• _Requirements_:
**a)** Reproduce the stretch of the compilation guide from "I managed to" through "generation with ik_llama." word for word.
**b)** According to the compilation guide, why should the O3, OpenMP and Zen5 environment variables be set when compiling? Answer in one to three sentences.
**c)** Extend the compilation guide with its next part, starting after the note that CBLAS compatibility is required for llama.

• _Reading text_:
I managed to get a very significant performance improvement with a number of compilation changes. These optimizations mostly work between both and I find that I get significantly better prefill and generation with ik_llama.
This is a resource to provide tips and potentially overlooked details.
While much of this guide may be usable for a full setup, it is not a complete and comprehensive guide.
1. Use Zen5 & O3 Build Arguments
This will make compilation take a lot longer, but it’s very much worth it, set these environment variables when compiling anything (BLIS, llama, etc) to enable O3 compilation optimizations, OpenMP acceleration, and Zen5 CPU instructions/optimizations:
export CFLAGS="-O3 -fopenmp -march=znver5"
export CXXFLAGS="-O3 -fopenmp -march=znver5"
2. Compile a BLAS library, specifically AOCL-BLIS from AMD
This allows more compute optimizations using AMD’s optimized fork of BLIS that is a more modern BLAS-compatible library.
Note: CBLAS compatibility is required for llama.

(Lines of data)
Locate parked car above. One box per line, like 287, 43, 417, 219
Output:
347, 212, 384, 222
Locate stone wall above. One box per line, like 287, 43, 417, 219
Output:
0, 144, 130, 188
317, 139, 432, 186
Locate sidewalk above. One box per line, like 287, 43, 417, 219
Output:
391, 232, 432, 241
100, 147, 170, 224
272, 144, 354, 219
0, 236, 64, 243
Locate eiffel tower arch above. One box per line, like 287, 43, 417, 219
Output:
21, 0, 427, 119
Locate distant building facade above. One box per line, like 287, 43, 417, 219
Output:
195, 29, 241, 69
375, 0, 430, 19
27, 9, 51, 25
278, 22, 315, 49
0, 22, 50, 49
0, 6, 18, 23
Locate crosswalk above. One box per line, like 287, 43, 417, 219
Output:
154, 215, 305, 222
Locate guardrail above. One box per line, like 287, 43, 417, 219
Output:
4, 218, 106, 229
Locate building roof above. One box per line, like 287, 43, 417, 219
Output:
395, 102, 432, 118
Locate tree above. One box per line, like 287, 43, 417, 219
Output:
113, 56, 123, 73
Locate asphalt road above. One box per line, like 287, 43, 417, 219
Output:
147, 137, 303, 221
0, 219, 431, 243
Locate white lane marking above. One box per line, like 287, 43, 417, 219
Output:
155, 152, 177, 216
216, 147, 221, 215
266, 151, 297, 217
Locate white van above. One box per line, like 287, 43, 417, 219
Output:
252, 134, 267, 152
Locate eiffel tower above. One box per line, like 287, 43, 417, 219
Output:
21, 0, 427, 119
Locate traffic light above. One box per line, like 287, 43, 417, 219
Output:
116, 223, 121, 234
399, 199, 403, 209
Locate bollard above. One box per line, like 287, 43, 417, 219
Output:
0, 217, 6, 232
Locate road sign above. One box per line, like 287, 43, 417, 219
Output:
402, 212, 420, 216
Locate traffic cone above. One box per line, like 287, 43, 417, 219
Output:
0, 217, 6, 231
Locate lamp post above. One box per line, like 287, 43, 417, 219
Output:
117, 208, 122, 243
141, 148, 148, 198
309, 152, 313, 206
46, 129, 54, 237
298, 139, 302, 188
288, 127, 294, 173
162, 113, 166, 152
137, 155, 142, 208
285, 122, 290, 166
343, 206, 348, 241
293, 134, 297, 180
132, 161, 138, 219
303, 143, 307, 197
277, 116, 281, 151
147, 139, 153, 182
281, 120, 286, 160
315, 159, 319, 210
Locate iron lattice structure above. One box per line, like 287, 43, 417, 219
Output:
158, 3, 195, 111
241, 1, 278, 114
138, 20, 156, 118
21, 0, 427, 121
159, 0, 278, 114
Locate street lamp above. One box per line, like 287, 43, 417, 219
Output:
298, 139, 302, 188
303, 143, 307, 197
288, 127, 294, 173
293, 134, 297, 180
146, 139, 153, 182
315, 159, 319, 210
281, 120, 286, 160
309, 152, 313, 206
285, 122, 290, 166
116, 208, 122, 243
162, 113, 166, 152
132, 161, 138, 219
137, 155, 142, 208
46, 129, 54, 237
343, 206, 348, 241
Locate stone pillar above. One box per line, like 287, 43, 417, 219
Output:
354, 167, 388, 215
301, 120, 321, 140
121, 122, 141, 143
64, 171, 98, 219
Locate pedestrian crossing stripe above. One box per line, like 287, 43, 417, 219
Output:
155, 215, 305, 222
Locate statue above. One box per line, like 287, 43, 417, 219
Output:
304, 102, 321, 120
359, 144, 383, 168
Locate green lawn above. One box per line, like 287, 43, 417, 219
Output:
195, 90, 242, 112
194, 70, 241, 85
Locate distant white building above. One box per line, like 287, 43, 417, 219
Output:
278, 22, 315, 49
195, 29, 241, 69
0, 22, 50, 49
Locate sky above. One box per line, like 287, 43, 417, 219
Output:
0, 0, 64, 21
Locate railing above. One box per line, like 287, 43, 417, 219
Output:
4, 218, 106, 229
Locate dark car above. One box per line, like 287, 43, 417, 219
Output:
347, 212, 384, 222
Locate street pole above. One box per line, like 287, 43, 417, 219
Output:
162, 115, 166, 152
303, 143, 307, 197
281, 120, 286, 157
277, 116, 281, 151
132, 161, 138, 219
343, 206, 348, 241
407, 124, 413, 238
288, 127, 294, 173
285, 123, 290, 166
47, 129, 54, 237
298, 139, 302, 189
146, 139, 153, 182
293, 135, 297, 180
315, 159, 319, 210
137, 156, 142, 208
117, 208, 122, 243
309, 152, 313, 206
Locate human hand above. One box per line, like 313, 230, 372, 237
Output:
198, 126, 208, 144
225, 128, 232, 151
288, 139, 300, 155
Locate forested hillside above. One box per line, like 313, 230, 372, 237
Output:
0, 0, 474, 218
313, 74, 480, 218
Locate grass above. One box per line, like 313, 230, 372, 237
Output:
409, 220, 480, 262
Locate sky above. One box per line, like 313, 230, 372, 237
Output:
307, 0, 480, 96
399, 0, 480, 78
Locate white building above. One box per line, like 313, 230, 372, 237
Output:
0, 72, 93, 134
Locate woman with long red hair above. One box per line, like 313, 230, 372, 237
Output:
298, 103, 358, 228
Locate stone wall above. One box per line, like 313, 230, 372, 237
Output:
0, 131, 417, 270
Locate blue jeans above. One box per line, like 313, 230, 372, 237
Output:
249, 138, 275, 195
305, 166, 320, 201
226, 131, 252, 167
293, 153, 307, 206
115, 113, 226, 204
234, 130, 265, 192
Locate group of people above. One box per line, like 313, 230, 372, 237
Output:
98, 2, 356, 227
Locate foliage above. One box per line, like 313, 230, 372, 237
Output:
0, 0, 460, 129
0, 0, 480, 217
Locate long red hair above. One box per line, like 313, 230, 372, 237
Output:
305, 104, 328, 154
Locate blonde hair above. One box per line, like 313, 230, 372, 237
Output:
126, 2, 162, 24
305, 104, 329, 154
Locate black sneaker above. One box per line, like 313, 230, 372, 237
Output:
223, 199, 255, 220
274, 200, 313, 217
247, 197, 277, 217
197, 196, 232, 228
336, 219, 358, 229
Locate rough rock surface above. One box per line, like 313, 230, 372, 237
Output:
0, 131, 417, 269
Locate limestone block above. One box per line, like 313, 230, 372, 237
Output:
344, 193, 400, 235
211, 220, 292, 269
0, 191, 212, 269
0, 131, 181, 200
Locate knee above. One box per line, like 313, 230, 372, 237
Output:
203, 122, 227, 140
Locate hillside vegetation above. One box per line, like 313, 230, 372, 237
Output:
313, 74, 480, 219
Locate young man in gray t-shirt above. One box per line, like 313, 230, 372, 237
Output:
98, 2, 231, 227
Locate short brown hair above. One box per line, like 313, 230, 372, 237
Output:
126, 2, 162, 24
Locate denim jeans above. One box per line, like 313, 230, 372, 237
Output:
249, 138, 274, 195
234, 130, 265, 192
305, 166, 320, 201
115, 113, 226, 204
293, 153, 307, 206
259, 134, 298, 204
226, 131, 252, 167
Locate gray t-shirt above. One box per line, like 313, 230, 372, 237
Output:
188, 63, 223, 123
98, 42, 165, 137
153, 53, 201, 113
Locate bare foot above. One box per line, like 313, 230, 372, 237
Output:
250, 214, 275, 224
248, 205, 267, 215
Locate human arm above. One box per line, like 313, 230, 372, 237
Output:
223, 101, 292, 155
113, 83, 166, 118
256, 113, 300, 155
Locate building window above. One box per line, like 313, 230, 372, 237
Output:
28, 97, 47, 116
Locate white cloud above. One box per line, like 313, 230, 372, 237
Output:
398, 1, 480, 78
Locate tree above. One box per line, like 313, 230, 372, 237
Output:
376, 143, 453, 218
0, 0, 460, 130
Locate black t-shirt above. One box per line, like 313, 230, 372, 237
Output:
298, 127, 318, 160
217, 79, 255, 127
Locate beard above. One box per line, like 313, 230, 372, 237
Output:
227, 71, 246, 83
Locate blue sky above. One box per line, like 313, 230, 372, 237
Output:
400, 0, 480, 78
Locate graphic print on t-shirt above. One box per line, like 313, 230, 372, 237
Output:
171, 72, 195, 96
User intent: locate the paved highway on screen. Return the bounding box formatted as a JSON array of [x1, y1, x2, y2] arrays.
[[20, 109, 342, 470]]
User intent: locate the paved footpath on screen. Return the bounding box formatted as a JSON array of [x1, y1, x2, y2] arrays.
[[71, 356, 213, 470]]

• _Exercise results_:
**a)**
I managed to get a very significant performance improvement with a number of compilation changes. These optimizations mostly work between both and I find that I get significantly better prefill and generation with ik_llama.

**b)** Setting them enables O3 compilation optimizations, OpenMP acceleration, and Zen5 CPU instructions and optimizations. They make compilation take a lot longer, but the guide says that is very much worth it.

**c)**
git clone https://github.com/amd/blis
cd blis
./configure --enable-cblas auto
sudo make install
3. Compile llama with compilation optimizations, BLIS, and CUDA optimizations
git clone https://github.com/ggml-org/llama.cpp
cd llama.cpp
cmake -B build \
--DGGML_CUDA=ON \
--DGGML_CUDA_FA_ALL_QUANTS=ON \
--DGGML_CUDA_FORCE_CUBLAS=ON \
--DGGML_BLAS=ON --DGGML_BLAS_VENDOR=FLAME \
--DGGML_NATIVE=ON \
--DGGML_NUMA_MIRROR=ON \
--DGGML_CUDA_IQK_FORCE_BF16=ON \
--DGGML_CUDA_F16=ON \
--DGGML_CUDA_MAX_CONTEXTS=256 \
--DGGML_CUDA_MIN_BATCH_OFFLOAD=256 \
--DGGML_AVX512=1 \
--DGGML_AVX512_VBMI=1 \
--DGGML_AVX512_VNNI=1 \
--DGGML_AVX512_BF16=1 \
--DCMAKE_C_FLAGS="-O3 -march=znver5" \
--DCMAKE_CXX_FLAGS="-O3 -march=znver5" \
# Note: CUDA_DMMV_X, CUDA_MMV_Y, CUDA_PEER_MAX_BATCH_SIZE may also offer benefit. I had CUDA sync stability issues that may or may not have been caused by higher values, YMMV.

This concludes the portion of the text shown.